* start The records *

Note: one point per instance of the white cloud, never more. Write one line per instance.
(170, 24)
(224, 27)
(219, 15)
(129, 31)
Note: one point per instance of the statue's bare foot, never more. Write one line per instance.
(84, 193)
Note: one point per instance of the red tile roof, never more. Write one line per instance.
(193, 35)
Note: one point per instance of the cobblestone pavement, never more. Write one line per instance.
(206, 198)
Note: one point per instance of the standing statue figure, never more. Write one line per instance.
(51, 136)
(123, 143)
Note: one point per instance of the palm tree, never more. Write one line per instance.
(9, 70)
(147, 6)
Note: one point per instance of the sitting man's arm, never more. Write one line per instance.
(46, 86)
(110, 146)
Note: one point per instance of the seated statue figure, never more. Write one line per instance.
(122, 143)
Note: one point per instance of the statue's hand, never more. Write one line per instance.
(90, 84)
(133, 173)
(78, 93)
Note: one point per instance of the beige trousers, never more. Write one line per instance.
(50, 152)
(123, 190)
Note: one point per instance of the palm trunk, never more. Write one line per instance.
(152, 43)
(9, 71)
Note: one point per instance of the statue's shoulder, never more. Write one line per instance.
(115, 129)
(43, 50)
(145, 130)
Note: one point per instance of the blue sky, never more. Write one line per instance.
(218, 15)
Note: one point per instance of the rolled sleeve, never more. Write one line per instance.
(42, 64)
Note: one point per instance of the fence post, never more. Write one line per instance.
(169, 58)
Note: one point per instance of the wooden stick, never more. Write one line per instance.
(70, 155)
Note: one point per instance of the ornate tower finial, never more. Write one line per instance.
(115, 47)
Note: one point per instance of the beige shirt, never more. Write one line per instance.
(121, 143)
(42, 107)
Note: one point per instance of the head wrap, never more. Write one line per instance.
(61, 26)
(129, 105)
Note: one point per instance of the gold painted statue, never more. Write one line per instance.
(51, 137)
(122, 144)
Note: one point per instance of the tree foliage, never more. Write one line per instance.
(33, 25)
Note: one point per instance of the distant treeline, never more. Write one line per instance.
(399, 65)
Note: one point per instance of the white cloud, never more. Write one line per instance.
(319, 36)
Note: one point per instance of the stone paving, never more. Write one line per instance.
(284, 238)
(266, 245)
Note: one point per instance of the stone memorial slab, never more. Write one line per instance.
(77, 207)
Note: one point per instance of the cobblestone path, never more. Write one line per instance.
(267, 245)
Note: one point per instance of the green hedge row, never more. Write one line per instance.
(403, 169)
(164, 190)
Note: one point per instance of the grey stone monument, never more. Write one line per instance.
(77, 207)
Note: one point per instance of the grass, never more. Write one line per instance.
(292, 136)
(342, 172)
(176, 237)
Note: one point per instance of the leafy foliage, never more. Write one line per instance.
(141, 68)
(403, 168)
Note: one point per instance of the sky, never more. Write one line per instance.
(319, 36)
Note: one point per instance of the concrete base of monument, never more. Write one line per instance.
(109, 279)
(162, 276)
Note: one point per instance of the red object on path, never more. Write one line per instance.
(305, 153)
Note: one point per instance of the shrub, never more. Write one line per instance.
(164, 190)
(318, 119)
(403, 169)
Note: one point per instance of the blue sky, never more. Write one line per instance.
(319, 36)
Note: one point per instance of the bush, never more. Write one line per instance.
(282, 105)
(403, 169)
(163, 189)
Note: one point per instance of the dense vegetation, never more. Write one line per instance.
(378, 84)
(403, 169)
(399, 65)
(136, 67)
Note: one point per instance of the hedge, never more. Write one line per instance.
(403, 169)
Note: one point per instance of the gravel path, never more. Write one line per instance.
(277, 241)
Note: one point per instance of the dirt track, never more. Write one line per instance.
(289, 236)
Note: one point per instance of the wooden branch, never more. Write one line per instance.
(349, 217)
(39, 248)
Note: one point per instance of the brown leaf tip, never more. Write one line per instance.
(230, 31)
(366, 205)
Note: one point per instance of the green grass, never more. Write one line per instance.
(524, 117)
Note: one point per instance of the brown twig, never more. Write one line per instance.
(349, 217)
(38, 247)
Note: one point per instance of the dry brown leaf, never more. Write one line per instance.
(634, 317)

* end The records *

● Short problem
Every line of the data above should be copied exactly.

● Written solution
Note: one point per instance of the white cloud, never more. Write one line per instance.
(170, 24)
(224, 27)
(219, 15)
(129, 31)
Note: one point per instance of the statue's bare foot, never more. Write one line per instance.
(84, 193)
Note: one point per instance of the red tile roof, never more. Write one line per instance.
(193, 35)
Note: one point per instance of the cobblestone pavement, never more. Write one line per instance.
(206, 198)
Note: one point per instance of the standing statue figure, never more. Write one line per instance.
(51, 136)
(123, 143)
Note: one point per instance of the palm tree, never more. Write one line per instance.
(9, 70)
(147, 6)
Note: one point per instance of the sitting man's arm, never more. Write one line per instance.
(46, 86)
(110, 146)
Note: one point per instance of the seated statue figure, never more. Write one line per instance.
(122, 143)
Note: one point per instance of the statue's hand, never more. Write one line per instance.
(90, 84)
(133, 173)
(78, 93)
Note: one point per instance of the beige trousers, never more. Write one line per instance.
(50, 152)
(123, 190)
Note: one point per instance of the palm trunk, never more. Write one line per instance.
(152, 43)
(9, 71)
Note: one point per instance of the statue's shoulder, never more. Write one line per instance.
(115, 129)
(43, 50)
(145, 130)
Note: one point per instance of the blue sky, never more. Write one line per instance.
(218, 15)
Note: one point per instance of the rolled sleeve, never more. Write one line per instance.
(42, 64)
Note: one point per instance of the fence post, never more. Write one line per instance.
(169, 58)
Note: one point per instance of the wooden stick, never more. Write one line per instance.
(70, 155)
Note: one point per instance of the ornate tower finial, never more. Write one line per instance.
(115, 47)
Note: one point per instance of the beige shirt, never more. Write one line per instance.
(121, 143)
(42, 107)
Note: one point per instance of the head wrap, never more. Write one line per instance.
(61, 26)
(129, 105)
Note: one point per instance of the gold painted statue, never more. Write one line per instance.
(51, 137)
(122, 144)
Note: one point per instance of the tree foliage, never more. Write one line per instance.
(33, 25)
Note: one point per instance of the distant treeline, never more. Write one line per instance.
(399, 65)
Note: one point per instance of the white cloud, never more. Write one line per instance.
(319, 36)
Note: one point per instance of the stone paving, never more. Write one line per instance.
(284, 238)
(266, 245)
Note: one point per instance of the stone memorial slab, never more. Write one line per instance.
(77, 207)
Note: one point per instance of the cobblestone path, never more. Write one line per instance.
(267, 245)
Note: one point per instance of the green hedge row, never more. Write one line per instance.
(403, 169)
(164, 190)
Note: one point per instance of the grey stone monument, never more. Write one line per instance.
(77, 207)
Note: one point per instance of the grass, never more. Write one line per instance.
(292, 136)
(342, 172)
(176, 237)
Note: one point per instance of the leafy foliage, never more. Write one line per instance.
(141, 68)
(403, 168)
Note: one point per instance of the sky, never more. Write one line per instance.
(319, 36)
Note: one point per instance of the concrete base of monument, never more. Write one line per instance.
(109, 279)
(162, 276)
Note: one point per instance of the red object on path, never more. Write one line per instance.
(305, 153)
Note: one point per instance of the shrub, never more. Write one line per instance.
(164, 190)
(318, 119)
(403, 169)
Note: one point per instance of the blue sky, never more. Write one line per instance.
(319, 36)
Note: one point per instance of the bush, never more. Write one line per instance.
(282, 105)
(403, 169)
(163, 189)
Note: one point per instance of the dense vegetation, never more. Write one line per instance.
(378, 84)
(403, 169)
(399, 65)
(136, 67)
Note: one point per instance of the hedge, never more. Write one line per instance.
(403, 169)
Note: one point per instance of the gravel path, never more. Write one line per instance.
(277, 241)
Note: one point per instance of the dirt track, never more. Write one line per instance.
(289, 236)
Note: one point per instance of the wooden branch, never more. Write one line per instance.
(349, 217)
(39, 248)
Note: one point per instance of the brown leaf tip, never more. Write one line per instance.
(230, 31)
(366, 205)
Note: one point per instance of the green grass, never more. Write one line per instance.
(524, 117)
Note: one point per instance of the brown twig, never more. Write one line per instance.
(349, 217)
(38, 247)
Note: one point per instance of the dry brown leaf, never more. Write one line per instance.
(634, 317)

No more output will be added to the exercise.